#### Texto proporcionado ####

Hay ciertas dudas sobre quién le atendió espiritualmente en los últimos momentos. Josep Benet se inclina a favor del jesuita Isidre Griful (que con el tiempo se fue haciendo catalanista y algo progresista). El caso es que, tras una larga conversación con un sacerdote, pidió confesión, acolitó en Misa (de pequeño había sido monaguillo) y comulgó. Los últimos escritos de Companys están llenos de referencias espirituales y a Dios. Esta es una de las partes de su biografía que siempre ha sido ocultada, para que resplandezca el mito del revolucionario e independentista.

#### Datos proporcionados ####

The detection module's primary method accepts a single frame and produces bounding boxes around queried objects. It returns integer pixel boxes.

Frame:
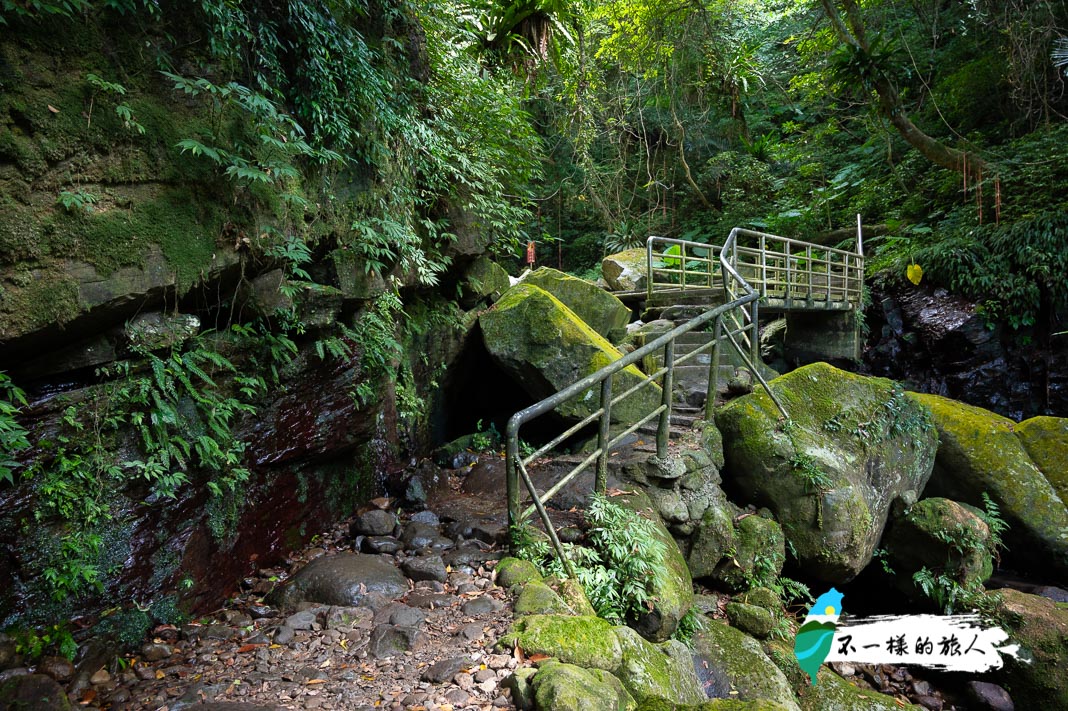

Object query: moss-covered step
[478,284,661,424]
[522,267,630,343]
[912,394,1068,582]
[716,363,938,583]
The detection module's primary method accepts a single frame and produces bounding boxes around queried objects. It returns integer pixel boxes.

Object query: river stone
[882,497,993,599]
[612,491,693,642]
[480,284,660,424]
[532,662,638,711]
[716,363,938,583]
[497,615,623,672]
[460,255,511,305]
[349,508,397,536]
[0,674,70,711]
[268,552,408,610]
[990,588,1068,709]
[613,627,705,704]
[912,394,1068,579]
[723,602,775,639]
[367,625,429,659]
[693,621,799,711]
[601,249,649,291]
[401,555,449,583]
[801,668,924,711]
[1016,417,1068,504]
[522,267,630,343]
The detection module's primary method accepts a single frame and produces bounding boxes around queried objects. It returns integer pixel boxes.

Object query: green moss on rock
[614,627,705,704]
[494,557,541,587]
[532,662,637,711]
[523,267,630,343]
[912,394,1068,576]
[716,363,938,583]
[801,669,923,711]
[1016,417,1068,504]
[480,284,661,424]
[498,615,623,672]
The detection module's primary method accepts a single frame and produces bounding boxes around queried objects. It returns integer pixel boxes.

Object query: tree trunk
[819,0,986,175]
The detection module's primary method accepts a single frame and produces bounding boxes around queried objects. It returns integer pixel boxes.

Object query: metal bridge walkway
[505,226,864,572]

####

Tarea requerida A :: Devuelve todo lo que va desde "Hay ciertas dudas" hasta "revolucionario e independentista." en el texto sobre Companys, copiado sin cambios.
Tarea requerida B :: Traduce al inglés esta oración del texto sobre Companys: "Los últimos escritos de Companys están llenos de referencias espirituales y a Dios."
Tarea requerida C :: Prolonga el texto sobre Companys a partir de su última oración.

Respuesta del ejercicio A ::
Hay ciertas dudas sobre quién le atendió espiritualmente en los últimos momentos. Josep Benet se inclina a favor del jesuita Isidre Griful (que con el tiempo se fue haciendo catalanista y algo progresista). El caso es que, tras una larga conversación con un sacerdote, pidió confesión, acolitó en Misa (de pequeño había sido monaguillo) y comulgó. Los últimos escritos de Companys están llenos de referencias espirituales y a Dios. Esta es una de las partes de su biografía que siempre ha sido ocultada, para que resplandezca el mito del revolucionario e independentista.

Respuesta del ejercicio B :: Companys's last writings are full of spiritual references and references to God.

Respuesta del ejercicio C ::
Una de sus hermanas, Ramona Companys, aguardando aún la sentencia, comentó a los militares: “Yo creo que es providencial que le hayan juzgado hoy, vigilia de Santa Teresa. Yo les pediría que no tengan que ejecutarlo esta noche. Yo les ruego que pidan a la gran Doctora que les iluminen, para que no firmen nada irreparable”. Pero las plegarias no lo evitaron. Una vez ejecutado Companys, el 15 de octubre, en los escritos de Ramona aparecen constantes referencias a él como un “santo” que murió el día de Santa Teresa de Jesús. No deja de ser paradójico que esta devoción a Santa Teresa fuera compartida por el mismo Franco que llevó a su lado durante toda la Guerra, el brazo incorrupto de la santa de Ávila. Ironías de la Providencia.